→ Information given
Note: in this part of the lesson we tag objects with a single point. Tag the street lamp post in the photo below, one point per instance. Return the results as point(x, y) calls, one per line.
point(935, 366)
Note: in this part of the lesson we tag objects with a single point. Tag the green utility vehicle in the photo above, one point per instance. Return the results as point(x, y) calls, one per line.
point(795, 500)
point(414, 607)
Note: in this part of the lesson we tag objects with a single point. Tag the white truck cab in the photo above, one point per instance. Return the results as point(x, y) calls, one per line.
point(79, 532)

→ Exercise instructions
Copy the records again, starting at the first line and ending at the line that contains "point(414, 607)". Swap "street lamp post" for "traffic light pole" and leave everything else unchanged.

→ Exercise result
Note: in this part of the lesson we tag objects with a single point. Tag the traffic light pole in the photo below, one point per instance. Return the results as point(x, y) calls, one per line.
point(935, 366)
Note: in this part of the lesson we tag objects with a single point. Tag the green utility vehicle in the photo above, one point per instance. Return the results as point(x, y) calls, one per line.
point(795, 500)
point(414, 607)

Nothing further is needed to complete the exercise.